WORK TO COMPLETE:
What lines of the data hold the string "airport"? Copy them all.

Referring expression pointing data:
- - -

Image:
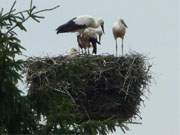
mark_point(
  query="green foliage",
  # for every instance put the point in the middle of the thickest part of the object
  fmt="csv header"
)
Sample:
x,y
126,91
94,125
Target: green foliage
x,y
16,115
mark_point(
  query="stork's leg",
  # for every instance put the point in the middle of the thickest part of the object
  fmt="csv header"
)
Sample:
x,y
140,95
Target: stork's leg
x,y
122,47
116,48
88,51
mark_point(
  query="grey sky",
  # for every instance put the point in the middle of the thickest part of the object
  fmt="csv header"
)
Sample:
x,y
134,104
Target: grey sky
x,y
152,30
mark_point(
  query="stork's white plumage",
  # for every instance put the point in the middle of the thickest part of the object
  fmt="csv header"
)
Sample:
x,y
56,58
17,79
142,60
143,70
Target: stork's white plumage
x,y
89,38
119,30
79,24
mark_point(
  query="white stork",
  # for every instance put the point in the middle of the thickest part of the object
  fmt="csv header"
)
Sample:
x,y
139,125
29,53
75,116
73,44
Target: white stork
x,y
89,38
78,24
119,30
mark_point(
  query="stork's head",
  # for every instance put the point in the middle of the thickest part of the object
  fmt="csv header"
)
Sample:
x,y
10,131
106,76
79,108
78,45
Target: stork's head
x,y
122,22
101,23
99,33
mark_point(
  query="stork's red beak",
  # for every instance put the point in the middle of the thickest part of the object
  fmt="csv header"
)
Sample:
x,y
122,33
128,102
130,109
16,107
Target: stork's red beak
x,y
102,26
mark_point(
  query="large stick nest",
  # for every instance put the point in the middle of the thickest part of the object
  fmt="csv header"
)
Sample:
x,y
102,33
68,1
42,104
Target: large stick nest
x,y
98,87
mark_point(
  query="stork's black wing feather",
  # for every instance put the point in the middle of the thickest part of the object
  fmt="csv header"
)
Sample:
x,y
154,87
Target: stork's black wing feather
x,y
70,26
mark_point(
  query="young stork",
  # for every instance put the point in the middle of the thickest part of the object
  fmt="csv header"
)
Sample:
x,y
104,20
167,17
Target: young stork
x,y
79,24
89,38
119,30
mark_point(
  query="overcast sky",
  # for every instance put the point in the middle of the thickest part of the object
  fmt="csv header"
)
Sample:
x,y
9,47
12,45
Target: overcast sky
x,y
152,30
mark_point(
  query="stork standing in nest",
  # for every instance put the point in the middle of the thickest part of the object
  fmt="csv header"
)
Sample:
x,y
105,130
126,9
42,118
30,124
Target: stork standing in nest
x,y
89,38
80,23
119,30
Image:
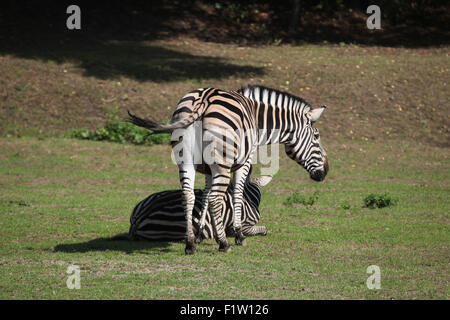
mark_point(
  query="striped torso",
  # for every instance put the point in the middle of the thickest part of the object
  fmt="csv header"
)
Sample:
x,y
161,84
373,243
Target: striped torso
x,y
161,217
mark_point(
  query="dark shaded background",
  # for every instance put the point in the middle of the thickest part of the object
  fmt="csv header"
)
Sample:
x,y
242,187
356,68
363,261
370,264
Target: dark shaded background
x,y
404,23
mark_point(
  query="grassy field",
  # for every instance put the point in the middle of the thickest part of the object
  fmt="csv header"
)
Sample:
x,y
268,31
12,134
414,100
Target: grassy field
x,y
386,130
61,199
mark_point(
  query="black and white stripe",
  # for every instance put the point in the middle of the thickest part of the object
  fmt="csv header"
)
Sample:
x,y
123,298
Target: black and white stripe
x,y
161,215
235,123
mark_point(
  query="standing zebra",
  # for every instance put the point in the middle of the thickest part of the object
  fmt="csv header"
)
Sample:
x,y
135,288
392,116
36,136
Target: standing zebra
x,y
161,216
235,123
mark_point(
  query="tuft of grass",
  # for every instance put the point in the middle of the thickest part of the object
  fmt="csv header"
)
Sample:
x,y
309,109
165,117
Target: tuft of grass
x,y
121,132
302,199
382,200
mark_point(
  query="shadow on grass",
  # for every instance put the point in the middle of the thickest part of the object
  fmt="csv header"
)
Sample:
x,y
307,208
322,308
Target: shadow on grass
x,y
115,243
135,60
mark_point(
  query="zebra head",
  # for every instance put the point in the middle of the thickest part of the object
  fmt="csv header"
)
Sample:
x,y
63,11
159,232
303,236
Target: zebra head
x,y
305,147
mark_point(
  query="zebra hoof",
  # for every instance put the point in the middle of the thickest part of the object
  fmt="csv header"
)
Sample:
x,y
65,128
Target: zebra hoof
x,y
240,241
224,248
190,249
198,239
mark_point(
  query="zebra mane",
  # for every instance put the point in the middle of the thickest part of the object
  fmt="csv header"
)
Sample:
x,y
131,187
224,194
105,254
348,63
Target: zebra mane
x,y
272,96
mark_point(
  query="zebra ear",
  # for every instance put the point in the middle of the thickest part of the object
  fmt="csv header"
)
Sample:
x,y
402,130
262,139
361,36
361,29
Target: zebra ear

- - -

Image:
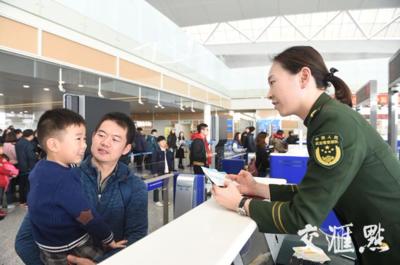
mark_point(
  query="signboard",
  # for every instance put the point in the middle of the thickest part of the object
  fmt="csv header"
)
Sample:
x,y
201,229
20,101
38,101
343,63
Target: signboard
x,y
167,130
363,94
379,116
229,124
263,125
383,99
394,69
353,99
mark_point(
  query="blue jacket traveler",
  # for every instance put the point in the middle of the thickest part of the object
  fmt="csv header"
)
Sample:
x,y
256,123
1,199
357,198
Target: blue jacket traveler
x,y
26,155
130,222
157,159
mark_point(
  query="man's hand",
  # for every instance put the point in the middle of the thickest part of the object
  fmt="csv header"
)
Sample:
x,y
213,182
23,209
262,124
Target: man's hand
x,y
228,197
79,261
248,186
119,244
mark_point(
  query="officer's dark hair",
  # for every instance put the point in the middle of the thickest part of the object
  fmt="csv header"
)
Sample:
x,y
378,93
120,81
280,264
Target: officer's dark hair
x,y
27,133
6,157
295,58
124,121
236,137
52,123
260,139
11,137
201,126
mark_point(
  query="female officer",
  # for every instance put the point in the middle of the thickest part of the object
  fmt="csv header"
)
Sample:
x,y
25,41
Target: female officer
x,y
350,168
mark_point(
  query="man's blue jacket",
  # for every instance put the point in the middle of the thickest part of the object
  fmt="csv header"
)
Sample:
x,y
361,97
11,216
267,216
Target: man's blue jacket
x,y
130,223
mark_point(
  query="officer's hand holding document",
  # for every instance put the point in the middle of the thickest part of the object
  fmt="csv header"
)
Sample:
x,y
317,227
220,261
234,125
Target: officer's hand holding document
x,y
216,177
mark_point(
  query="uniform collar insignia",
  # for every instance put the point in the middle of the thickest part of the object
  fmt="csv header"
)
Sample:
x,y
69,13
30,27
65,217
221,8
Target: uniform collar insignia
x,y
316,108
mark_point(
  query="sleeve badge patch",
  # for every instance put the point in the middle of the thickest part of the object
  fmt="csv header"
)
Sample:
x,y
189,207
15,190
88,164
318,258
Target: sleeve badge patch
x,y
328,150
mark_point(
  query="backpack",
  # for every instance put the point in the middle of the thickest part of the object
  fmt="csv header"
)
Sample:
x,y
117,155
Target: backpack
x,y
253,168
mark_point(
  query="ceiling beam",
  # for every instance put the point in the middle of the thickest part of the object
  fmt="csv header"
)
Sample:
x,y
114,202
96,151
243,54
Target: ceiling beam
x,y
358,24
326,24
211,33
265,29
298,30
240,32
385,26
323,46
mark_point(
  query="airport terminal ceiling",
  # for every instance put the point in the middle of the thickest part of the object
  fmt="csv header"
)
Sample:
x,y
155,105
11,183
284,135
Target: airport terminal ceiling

- - -

SOLUTION:
  query="airport terminal ceiling",
Target: airport terminal ceiling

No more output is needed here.